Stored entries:
▼
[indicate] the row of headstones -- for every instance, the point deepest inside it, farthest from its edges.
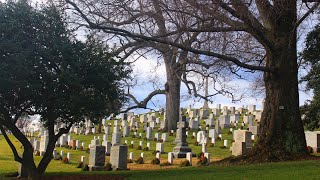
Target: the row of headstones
(204, 112)
(118, 157)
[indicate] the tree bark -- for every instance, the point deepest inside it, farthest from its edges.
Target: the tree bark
(282, 133)
(172, 89)
(47, 156)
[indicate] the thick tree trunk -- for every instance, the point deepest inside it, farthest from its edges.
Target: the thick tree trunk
(172, 88)
(46, 158)
(282, 133)
(28, 162)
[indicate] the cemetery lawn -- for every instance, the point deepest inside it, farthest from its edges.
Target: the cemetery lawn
(283, 170)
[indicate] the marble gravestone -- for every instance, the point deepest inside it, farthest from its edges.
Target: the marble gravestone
(97, 158)
(181, 149)
(118, 157)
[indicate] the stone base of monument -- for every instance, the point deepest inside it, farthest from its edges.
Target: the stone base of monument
(96, 168)
(181, 152)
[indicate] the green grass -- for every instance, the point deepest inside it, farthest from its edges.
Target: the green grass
(287, 170)
(283, 170)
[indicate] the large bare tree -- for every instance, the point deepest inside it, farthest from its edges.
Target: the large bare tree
(272, 23)
(128, 21)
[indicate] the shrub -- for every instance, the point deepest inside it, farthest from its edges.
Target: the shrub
(309, 149)
(199, 155)
(155, 152)
(13, 174)
(139, 161)
(80, 165)
(166, 164)
(184, 163)
(202, 161)
(85, 168)
(155, 161)
(58, 157)
(65, 160)
(36, 153)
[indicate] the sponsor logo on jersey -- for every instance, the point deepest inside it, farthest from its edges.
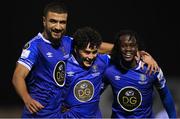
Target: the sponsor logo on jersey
(143, 79)
(25, 53)
(84, 91)
(129, 98)
(59, 73)
(26, 46)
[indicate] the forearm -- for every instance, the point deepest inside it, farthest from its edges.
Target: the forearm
(168, 102)
(20, 87)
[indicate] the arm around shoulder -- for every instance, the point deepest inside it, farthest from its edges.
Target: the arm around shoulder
(167, 101)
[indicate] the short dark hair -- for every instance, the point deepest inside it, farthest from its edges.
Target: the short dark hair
(86, 35)
(115, 56)
(55, 6)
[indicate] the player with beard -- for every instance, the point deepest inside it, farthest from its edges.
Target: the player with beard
(40, 72)
(132, 87)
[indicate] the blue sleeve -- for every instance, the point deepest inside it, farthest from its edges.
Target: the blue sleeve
(167, 101)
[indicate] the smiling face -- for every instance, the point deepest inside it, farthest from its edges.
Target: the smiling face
(87, 56)
(54, 26)
(128, 47)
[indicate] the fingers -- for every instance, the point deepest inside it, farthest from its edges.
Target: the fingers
(33, 106)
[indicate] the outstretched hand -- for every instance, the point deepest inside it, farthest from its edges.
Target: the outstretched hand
(32, 105)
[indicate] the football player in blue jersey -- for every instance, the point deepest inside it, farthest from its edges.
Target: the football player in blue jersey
(40, 72)
(132, 87)
(84, 72)
(84, 75)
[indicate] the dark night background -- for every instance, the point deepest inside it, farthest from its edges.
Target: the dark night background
(156, 22)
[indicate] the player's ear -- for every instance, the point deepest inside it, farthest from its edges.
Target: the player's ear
(44, 20)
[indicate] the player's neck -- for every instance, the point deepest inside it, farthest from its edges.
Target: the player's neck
(128, 65)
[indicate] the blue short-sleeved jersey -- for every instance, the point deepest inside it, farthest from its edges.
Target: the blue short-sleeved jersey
(133, 91)
(84, 86)
(47, 73)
▲
Problem to work on:
Extract the closing run of lines, starting with the one containing "[indicate] the player's ear" and ending at the last, exactly as written.

Result of this exercise:
[indicate] the player's ear -- for every instance, the point deepest inside it, farthest from its edges.
Target: the player's ear
(44, 20)
[indicate] the player's neck -- for every instance, the point deepest inside it, farthest from its edges.
Target: the player's neck
(128, 65)
[indicate] the blue short-sleeved jersey -- for every instance, the point deepest inside it, farthest from its edges.
Target: the blue short-sleeved jersey
(133, 91)
(84, 86)
(47, 73)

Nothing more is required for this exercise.